Point labeling data
☆ ☆ ☆

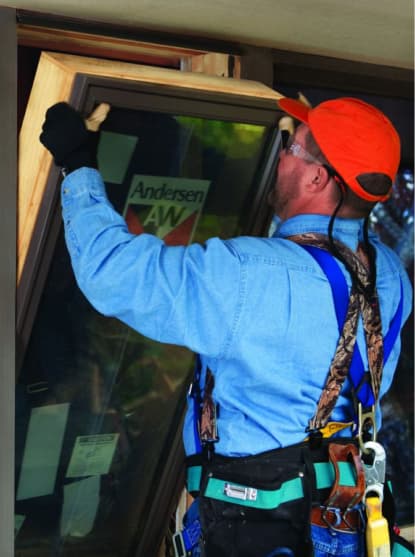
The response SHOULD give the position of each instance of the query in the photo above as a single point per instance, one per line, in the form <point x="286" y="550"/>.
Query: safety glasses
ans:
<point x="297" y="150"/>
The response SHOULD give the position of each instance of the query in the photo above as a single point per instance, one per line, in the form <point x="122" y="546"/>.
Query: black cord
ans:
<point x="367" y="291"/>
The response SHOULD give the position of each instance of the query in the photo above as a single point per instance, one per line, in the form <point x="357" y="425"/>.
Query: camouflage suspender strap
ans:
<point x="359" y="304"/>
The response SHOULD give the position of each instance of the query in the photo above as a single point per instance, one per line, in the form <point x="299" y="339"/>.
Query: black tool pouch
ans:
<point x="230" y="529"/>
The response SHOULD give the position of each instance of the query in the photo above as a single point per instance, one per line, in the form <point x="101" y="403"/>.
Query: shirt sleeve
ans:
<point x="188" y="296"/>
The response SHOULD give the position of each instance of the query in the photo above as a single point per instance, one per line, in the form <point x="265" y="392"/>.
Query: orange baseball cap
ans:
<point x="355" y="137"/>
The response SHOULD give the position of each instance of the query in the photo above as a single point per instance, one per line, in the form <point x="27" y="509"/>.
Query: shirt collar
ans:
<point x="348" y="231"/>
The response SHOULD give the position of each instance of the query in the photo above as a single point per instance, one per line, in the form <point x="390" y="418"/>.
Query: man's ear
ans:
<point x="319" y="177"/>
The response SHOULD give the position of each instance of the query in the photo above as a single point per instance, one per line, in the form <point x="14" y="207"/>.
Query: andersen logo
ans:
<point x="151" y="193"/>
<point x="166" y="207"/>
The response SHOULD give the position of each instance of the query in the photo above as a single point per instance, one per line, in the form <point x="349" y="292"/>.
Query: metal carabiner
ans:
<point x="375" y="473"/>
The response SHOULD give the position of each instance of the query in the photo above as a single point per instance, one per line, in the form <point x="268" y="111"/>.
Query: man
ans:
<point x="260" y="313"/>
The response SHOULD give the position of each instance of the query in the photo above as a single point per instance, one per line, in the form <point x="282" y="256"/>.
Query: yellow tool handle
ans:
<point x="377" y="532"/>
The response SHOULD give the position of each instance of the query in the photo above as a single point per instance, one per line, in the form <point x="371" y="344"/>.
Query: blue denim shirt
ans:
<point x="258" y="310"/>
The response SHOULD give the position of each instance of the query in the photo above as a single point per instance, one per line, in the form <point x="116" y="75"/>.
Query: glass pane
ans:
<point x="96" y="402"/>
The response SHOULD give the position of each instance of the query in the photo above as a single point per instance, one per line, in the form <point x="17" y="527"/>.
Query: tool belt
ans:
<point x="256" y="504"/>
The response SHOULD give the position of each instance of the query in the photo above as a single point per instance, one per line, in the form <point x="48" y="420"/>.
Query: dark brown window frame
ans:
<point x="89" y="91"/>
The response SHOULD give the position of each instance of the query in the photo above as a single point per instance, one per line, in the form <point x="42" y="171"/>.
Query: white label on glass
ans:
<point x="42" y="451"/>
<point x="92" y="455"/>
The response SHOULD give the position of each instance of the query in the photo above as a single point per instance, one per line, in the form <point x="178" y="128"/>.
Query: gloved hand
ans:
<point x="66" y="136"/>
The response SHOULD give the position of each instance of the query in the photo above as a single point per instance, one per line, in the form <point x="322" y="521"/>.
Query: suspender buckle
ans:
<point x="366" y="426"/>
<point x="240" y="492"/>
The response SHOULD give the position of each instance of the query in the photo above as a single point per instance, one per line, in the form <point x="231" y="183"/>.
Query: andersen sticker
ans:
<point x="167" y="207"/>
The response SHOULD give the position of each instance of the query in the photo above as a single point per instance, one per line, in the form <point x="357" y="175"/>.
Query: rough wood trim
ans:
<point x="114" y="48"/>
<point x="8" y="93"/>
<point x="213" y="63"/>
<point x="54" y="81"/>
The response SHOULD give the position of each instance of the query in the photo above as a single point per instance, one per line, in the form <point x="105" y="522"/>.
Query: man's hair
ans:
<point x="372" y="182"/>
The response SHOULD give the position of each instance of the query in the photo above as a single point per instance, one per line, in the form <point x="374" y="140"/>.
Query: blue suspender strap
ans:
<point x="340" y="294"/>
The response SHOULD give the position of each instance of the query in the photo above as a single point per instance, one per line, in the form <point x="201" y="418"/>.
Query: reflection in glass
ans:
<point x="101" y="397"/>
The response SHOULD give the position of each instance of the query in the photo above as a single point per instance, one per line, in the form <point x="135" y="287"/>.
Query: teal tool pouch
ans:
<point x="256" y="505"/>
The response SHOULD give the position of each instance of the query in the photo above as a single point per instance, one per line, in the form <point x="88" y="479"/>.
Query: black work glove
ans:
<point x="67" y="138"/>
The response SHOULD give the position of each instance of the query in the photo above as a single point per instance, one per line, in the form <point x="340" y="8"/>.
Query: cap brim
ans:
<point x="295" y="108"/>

☆ ☆ ☆

• Aim
Which lines of the data above contain the word "strap"? Select each one and copy it in full.

• Task answer
Query: camouflage suspender strap
Query: blue suspender strap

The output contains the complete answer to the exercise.